THE RECORDS —
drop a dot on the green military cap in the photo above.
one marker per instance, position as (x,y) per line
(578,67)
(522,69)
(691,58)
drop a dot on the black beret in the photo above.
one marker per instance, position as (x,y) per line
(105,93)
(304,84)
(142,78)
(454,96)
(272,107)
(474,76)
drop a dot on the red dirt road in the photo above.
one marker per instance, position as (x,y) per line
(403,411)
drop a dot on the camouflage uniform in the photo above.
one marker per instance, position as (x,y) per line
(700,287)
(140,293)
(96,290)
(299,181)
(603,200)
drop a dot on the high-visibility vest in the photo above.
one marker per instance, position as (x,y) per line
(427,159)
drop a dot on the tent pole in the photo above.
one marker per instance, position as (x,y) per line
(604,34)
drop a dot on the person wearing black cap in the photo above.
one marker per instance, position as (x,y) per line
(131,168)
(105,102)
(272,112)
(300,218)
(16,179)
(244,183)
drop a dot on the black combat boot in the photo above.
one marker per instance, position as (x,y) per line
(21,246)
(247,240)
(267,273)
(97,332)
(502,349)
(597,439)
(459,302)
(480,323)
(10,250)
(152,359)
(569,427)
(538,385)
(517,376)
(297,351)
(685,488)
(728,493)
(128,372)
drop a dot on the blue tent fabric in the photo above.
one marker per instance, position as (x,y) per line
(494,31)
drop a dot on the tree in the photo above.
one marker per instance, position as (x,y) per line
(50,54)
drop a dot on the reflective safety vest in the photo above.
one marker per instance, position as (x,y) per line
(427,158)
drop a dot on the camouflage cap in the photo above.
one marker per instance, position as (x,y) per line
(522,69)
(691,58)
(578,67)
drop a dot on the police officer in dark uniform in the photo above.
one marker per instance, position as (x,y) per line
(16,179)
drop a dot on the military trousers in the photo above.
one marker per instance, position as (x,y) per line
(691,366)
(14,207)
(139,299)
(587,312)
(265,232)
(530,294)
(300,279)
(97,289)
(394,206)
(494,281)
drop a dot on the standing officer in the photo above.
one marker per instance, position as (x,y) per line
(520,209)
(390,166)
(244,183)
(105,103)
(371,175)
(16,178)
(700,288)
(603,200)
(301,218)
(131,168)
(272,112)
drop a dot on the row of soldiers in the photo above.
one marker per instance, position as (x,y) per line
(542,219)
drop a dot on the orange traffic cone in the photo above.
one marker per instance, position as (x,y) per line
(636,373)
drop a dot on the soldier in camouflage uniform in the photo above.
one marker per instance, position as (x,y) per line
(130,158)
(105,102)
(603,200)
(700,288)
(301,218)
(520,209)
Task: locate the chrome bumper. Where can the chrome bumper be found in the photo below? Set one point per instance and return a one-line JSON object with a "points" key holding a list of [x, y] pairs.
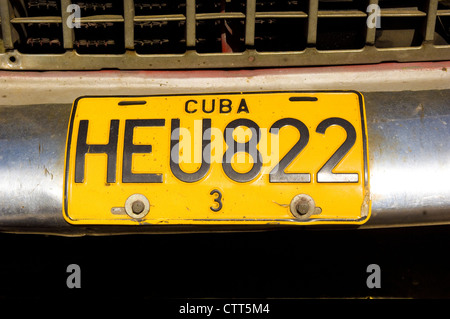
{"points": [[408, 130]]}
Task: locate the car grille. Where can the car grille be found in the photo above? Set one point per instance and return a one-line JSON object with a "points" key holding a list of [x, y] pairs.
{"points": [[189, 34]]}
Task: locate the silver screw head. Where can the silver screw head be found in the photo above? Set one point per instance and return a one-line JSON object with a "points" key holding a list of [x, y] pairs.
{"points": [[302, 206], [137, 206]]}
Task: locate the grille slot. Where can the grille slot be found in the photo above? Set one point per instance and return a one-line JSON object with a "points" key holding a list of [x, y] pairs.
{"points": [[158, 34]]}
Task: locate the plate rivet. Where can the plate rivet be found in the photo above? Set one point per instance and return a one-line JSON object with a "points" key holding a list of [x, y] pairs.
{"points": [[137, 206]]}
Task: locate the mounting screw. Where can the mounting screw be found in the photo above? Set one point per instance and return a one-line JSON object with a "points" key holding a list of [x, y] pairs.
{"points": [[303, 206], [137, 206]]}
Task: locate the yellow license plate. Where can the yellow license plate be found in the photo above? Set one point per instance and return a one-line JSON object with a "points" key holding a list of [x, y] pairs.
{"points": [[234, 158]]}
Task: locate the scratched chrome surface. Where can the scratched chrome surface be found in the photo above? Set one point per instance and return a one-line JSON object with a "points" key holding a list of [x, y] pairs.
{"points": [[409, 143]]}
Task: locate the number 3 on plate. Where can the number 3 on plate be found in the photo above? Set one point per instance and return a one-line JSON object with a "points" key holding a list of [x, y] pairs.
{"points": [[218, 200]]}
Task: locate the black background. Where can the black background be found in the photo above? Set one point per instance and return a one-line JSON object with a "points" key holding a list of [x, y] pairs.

EXERCISE — Line by line, write out the records above exactly, skipping the pictures.

SOLUTION TO THIS TASK —
drop a dot on the green military cap in the photo above.
one marker per instance, position as (x,y) per line
(578,67)
(522,69)
(691,58)
drop a dot on the black beret in the photo above.
one marker per instance, position as (x,y) per line
(105,93)
(304,84)
(142,78)
(454,96)
(272,107)
(474,76)
drop a dot on the red dirt road in the photo above.
one marker per instance, position as (x,y) per line
(403,411)
drop a dot on the camouflage uniform in the photo above.
one marker per instance, position as (x,y) per line
(700,287)
(140,293)
(96,290)
(299,181)
(603,200)
drop a dot on the high-visibility vest in the photo above.
one marker per instance, position as (x,y) per line
(427,159)
drop a dot on the tent pole in the photo above.
one marker per instance, position as (x,y) per line
(604,34)
drop a dot on the person wearing black cap in the photo above.
one marker per instance, position as (x,y) per line
(131,168)
(105,102)
(272,112)
(300,218)
(16,179)
(244,183)
drop a dot on the black combat boot in the photo above.
one marker per instance, position as (x,y) per line
(21,246)
(247,240)
(267,273)
(97,332)
(502,349)
(597,439)
(459,302)
(480,323)
(10,250)
(152,359)
(569,427)
(538,385)
(517,376)
(297,351)
(685,488)
(728,493)
(128,372)
drop a dot on the blue tent fabric in the photo above.
one marker per instance, position as (x,y) per line
(494,31)
drop a dot on the tree in the photo above.
one marker per instance, position as (x,y) per line
(50,54)
drop a dot on the reflective safety vest in the photo above.
one marker per instance, position as (x,y) per line
(427,158)
drop a dot on the camouflage cap in the photo above.
one marker per instance, position as (x,y) per line
(522,69)
(691,58)
(578,67)
drop a dot on the police officer in dark uniform in the photo above.
one marker per instance, position as (x,y) per line
(16,179)
drop a dot on the military trousers in the photo above.
one marker per instance, position as (x,y) per line
(691,366)
(14,207)
(139,299)
(587,312)
(265,232)
(530,294)
(300,279)
(97,289)
(394,206)
(494,281)
drop a dot on the standing officer in the photo above.
one marker per instance, position as (x,y) per line
(520,209)
(390,166)
(244,183)
(105,103)
(371,175)
(16,178)
(700,288)
(603,200)
(301,218)
(131,168)
(272,112)
drop a dot on the row of soldiers in the photo above.
one marker per instance, position as (x,y) per line
(542,219)
drop a dot on the orange traffic cone in the photo above.
one marker per instance, position as (x,y) per line
(636,373)
drop a dot on the soldier in camouflage uniform in the photo above.
one marker per instance, position as (x,y) per line
(130,158)
(105,102)
(603,200)
(700,288)
(301,218)
(520,209)
Task: locate the chrome bumper. Where can the chrome bumper be found in the photo below? Set one point per instance and return a one-line JSON object with a "points" key holding a list of [x, y] pairs.
{"points": [[408, 130]]}
Task: locate the car grille. Where can the car grille be found in the photo above? Set one point per instance and return a one-line JSON object with a "points" key holding a list of [x, y] pairs.
{"points": [[189, 34]]}
Task: locate the silver screw head. Where can the silver screw head be found in the photo above? Set one point per instance and return a one-line JSON object with a "points" key holding a list of [x, y] pairs.
{"points": [[302, 206], [137, 206]]}
Task: locate the grille slot. Where can the grille slot be found in the photo above? Set one point per instance and return a one-line JSON object with a "points" key holding a list of [x, y] pairs.
{"points": [[158, 34]]}
Task: locate the plate rivet. Where can the plate rivet be found in the photo above? Set one point per instance and return a one-line JSON object with a "points" key holding a list of [x, y] pairs.
{"points": [[137, 206]]}
Task: locate the mounting screw. Where can the mounting screw be found in the photo above? Set one point per instance and return a one-line JSON object with a "points" key holding a list of [x, y] pairs.
{"points": [[303, 206], [137, 206]]}
Task: locate the yellow license plate. Where can the yellow license plate be found in the photo above? Set one point per instance and return a one-line JSON object with a "points" key holding a list of [x, y] pairs.
{"points": [[234, 158]]}
Task: locate the scratched chrome surface. Where can the scratched chrome surface be found in the photo above? Set one point per instance and return a one-line JSON object with a "points" key holding a list of [x, y] pairs.
{"points": [[409, 143]]}
Task: locate the number 3 on plate. Where can the number 3 on plate be found in the photo above? Set one point per instance and return a one-line JSON object with a "points" key holding a list of [x, y] pairs.
{"points": [[218, 200]]}
Task: locate the black background. Where can the black background be found in the photo above? Set one point per instance and return a one-line JSON object with a "points" key holding a list of [x, y] pairs.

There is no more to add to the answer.